## Instructions to follow
Each entry below must be repeated word for word.

* BEGIN *

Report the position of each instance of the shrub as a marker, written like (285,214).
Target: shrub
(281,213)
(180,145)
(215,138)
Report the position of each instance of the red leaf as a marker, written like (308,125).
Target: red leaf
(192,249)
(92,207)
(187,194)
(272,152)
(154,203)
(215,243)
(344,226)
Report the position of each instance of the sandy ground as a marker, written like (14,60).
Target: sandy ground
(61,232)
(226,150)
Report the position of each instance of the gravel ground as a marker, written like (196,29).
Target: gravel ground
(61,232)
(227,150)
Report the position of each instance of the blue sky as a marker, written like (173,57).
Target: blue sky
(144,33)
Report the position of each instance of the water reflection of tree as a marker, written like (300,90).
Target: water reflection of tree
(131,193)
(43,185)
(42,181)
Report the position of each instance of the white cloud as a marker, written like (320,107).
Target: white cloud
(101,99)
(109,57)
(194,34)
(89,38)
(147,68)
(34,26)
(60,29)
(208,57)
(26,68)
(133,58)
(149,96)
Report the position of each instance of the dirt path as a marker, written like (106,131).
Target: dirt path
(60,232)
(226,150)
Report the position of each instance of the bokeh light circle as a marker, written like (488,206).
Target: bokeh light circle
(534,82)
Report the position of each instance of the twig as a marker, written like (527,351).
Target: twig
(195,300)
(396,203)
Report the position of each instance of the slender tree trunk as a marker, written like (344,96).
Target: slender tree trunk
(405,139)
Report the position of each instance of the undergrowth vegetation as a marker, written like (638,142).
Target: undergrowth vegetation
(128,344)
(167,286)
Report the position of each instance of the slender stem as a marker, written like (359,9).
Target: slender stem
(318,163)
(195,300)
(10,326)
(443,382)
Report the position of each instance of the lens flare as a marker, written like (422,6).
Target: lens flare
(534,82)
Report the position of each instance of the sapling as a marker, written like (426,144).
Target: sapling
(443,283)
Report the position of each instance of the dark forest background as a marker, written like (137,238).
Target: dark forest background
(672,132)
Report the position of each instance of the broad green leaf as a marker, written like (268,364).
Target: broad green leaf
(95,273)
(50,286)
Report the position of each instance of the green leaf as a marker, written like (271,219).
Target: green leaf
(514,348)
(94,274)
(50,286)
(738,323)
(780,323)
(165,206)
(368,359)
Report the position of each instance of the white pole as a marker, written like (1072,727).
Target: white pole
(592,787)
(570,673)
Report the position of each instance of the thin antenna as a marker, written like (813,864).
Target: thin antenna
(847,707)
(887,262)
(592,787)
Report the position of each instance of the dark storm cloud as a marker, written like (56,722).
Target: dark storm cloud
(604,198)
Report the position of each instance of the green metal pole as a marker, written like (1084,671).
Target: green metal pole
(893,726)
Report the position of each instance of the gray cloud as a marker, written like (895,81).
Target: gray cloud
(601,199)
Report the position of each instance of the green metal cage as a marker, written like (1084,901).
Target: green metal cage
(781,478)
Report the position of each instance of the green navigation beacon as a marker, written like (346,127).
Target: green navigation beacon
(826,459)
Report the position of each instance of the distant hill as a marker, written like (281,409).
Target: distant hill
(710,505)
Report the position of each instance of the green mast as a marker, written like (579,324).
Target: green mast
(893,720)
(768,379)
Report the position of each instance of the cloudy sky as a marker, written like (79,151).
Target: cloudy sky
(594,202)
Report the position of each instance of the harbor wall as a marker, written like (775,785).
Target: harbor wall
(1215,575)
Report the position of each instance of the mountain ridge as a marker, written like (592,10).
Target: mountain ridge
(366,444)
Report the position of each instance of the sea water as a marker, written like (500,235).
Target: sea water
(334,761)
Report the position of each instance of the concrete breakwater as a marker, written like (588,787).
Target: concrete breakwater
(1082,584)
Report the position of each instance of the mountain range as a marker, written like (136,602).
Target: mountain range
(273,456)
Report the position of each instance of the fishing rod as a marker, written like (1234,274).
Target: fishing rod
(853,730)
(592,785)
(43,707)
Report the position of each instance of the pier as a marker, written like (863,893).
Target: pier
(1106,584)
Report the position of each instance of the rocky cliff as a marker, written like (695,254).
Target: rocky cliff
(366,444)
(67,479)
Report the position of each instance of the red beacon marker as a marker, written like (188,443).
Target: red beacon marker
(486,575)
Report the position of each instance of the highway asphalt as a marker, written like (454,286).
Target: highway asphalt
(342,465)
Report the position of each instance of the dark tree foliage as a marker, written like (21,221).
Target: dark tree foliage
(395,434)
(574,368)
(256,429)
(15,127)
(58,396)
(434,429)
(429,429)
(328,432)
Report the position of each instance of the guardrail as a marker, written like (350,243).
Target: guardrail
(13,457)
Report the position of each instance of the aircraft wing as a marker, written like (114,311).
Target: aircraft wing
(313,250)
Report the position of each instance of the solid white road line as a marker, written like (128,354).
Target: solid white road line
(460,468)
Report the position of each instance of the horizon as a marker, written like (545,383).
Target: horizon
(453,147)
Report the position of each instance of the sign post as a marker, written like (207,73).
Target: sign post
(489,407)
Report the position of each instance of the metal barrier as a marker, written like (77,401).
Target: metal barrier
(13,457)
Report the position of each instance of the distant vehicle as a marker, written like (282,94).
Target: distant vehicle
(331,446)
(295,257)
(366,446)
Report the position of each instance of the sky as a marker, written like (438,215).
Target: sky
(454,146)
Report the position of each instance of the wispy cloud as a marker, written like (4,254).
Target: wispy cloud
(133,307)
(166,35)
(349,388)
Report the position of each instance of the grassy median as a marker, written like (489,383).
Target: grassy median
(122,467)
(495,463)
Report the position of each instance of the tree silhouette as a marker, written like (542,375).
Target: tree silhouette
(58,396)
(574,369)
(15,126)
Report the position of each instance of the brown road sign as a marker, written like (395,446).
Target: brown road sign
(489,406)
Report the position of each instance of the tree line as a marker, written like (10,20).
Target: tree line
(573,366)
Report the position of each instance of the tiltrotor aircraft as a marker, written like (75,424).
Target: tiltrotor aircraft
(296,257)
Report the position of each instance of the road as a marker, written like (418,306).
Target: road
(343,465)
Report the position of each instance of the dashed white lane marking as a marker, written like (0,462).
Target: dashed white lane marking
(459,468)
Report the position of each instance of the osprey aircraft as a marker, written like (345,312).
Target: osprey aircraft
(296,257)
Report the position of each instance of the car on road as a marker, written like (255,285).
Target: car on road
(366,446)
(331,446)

* END *

## The response
Report the position of each instance of the shrub as a marker, written like (285,214).
Target: shrub
(281,213)
(180,145)
(215,138)
Report the position of each instance of the red leaf as a marker, written like (308,125).
Target: red leaf
(192,249)
(92,207)
(187,194)
(272,152)
(154,203)
(215,243)
(344,226)
Report the position of each instance of the sandy ground as a marker, written like (14,60).
Target: sandy ground
(61,232)
(226,150)
Report the position of each instance of the gravel ground as a marker, written like (196,29).
Target: gravel ground
(61,232)
(227,150)
Report the position of each instance of the blue sky as a marker, written like (173,57).
Target: blue sky
(144,33)
Report the position of each instance of the water reflection of tree as a marker, written like (300,90).
Target: water reflection of tree
(131,193)
(43,185)
(42,181)
Report the position of each instance of the white cloud as a marker, written like (320,107).
Target: white cloud
(101,99)
(109,57)
(194,34)
(89,38)
(147,68)
(34,26)
(60,29)
(208,57)
(26,68)
(133,58)
(149,96)
Report the position of each instance of the dirt path as a marker, written like (106,131).
Target: dirt path
(60,232)
(226,150)
Report the position of each instance of the bokeh light circle as a marker, written like (488,206).
Target: bokeh light circle
(534,82)
Report the position of each instance of the twig as a marker, written like (527,351).
Target: twig
(195,300)
(396,203)
Report the position of each instance of the slender tree trunk as a marker, written like (344,96).
Target: slender tree trunk
(405,139)
Report the position of each instance of the undergrowth vegetation as a marker, written like (638,142).
Target: undergrowth vegetation
(128,344)
(167,286)
Report the position of each instance of the slender stem as a marker, written like (359,9).
Target: slender stem
(318,163)
(195,300)
(10,326)
(443,382)
Report the position of each instance of the lens flare as a marker, written like (422,6).
Target: lens flare
(534,82)
Report the position of each instance of the sapling as a marker, written like (426,144).
Target: sapling
(443,283)
Report the position of each instance of the dark forest background as a marker, written like (137,238).
Target: dark forest background
(672,132)
Report the position of each instance of the broad green leaf as a marker, written like (268,364).
Target: broad green leaf
(95,273)
(50,286)
Report the position of each instance of the green leaf as a marker, written like (271,219).
Target: green leaf
(514,348)
(94,274)
(50,286)
(738,323)
(780,323)
(165,206)
(368,359)
Report the position of each instance of the white pole as a marker, written like (1072,727).
Target: white pole
(592,787)
(570,673)
Report the position of each instance of the thin antenna as a marker, written like (813,864).
Target: thin antenna
(847,707)
(887,262)
(592,787)
Report the position of each instance of the dark storm cloud as a marker, written like (56,722).
Target: dark storm cloud
(604,198)
Report the position of each instance of the green metal pole as a marker, written like (1084,671).
Target: green metal pole
(893,726)
Report the position of each instance of the gray cloud as a marker, written like (895,81).
Target: gray cloud
(601,199)
Report the position of each instance of the green metal cage as a marker, written like (1084,901).
Target: green metal cage
(781,478)
Report the position of each instance of the green navigation beacon as a marker, written like (346,127).
Target: green navigation beacon
(826,459)
Report the position of each instance of the distant hill as a marker, written like (281,409).
Target: distant hill
(710,505)
Report the position of each instance of the green mast as a marker, written like (579,324).
Target: green mast
(893,720)
(768,379)
Report the position of each instance of the cloudy sky as a marker, written like (79,151).
Target: cloudy sky
(594,202)
Report the position of each instance of the harbor wall as a marker, written like (775,785).
Target: harbor wall
(1215,575)
Report the position of each instance of the mountain ridge as a marker, written like (592,10).
Target: mountain ridge
(366,444)
Report the position of each instance of the sea water as a marker, written like (500,235).
Target: sea water
(334,761)
Report the position of each instance of the concrete breakwater as a marker, written like (588,787).
Target: concrete breakwater
(1082,584)
Report the position of each instance of the mountain range as a marker, written like (136,602).
Target: mountain range
(273,456)
Report the position of each instance of the fishing rod as a marker, written like (1234,274).
Target: fishing rod
(853,730)
(592,785)
(43,707)
Report the position of each instance of the pier as a marker, written like (863,893).
Target: pier
(1106,584)
Report the position of each instance of the rocky cliff as a marker, written like (695,254).
Target: rocky cliff
(366,444)
(67,479)
Report the position of each instance of the red beacon marker as a marker, written like (188,443).
Target: red beacon marker
(486,575)
Report the position of each instance of the highway asphalt as a marker, written like (454,286).
Target: highway asphalt
(342,465)
Report the position of each instance of the dark tree foliage as a marker, written like (21,221).
Target: dark tree foliage
(395,434)
(574,368)
(256,429)
(15,127)
(58,396)
(434,429)
(429,429)
(328,432)
Report the position of each instance of the guardrail as a marker, written like (350,243).
Target: guardrail
(13,457)
Report the position of each instance of the aircraft wing as a marker, written like (114,311).
Target: aircraft wing
(313,250)
Report the position of each instance of the solid white road line as a marker, written like (128,354).
Target: solid white road line
(460,468)
Report the position of each instance of the horizon as a marker, written like (545,383).
Target: horizon
(453,147)
Report the position of each instance of the sign post as a marker, written like (207,73).
Target: sign post
(489,407)
Report the position of each instance of the metal barrier as a marker, written like (77,401).
Target: metal barrier
(13,457)
Report the position of each instance of the distant vehicle as a marker, written like (282,94).
Target: distant vehicle
(331,446)
(295,257)
(366,446)
Report the position of each instance of the sky as a marker, written like (438,215).
Target: sky
(454,146)
Report the position of each instance of the wispy cloud as a marker, written like (4,254).
Target: wispy cloud
(133,307)
(166,35)
(349,388)
Report the position of each instance of the grassy median as a marker, written like (489,383).
Target: grassy median
(122,467)
(495,463)
Report the position of each instance of the tree silhouette as a marker, written like (542,375).
Target: tree silhouette
(58,396)
(574,369)
(15,126)
Report the position of each instance of the brown road sign as a marker, written like (395,446).
Target: brown road sign
(489,406)
Report the position of each instance of the tree line as a marker, written like (10,20).
Target: tree line
(573,366)
Report the position of each instance of the tiltrotor aircraft as a marker, written like (75,424).
Target: tiltrotor aircraft
(296,257)
Report the position of each instance of the road as a marker, written like (418,306).
Target: road
(343,465)
Report the position of each instance of the dashed white lane marking as a marker, written like (0,462).
Target: dashed white lane marking
(459,468)
Report the position of each instance of the osprey aircraft as a marker, written like (345,312).
Target: osprey aircraft
(296,257)
Report the position of each instance of the car on road as a marker, written like (255,285).
Target: car on road
(366,446)
(331,446)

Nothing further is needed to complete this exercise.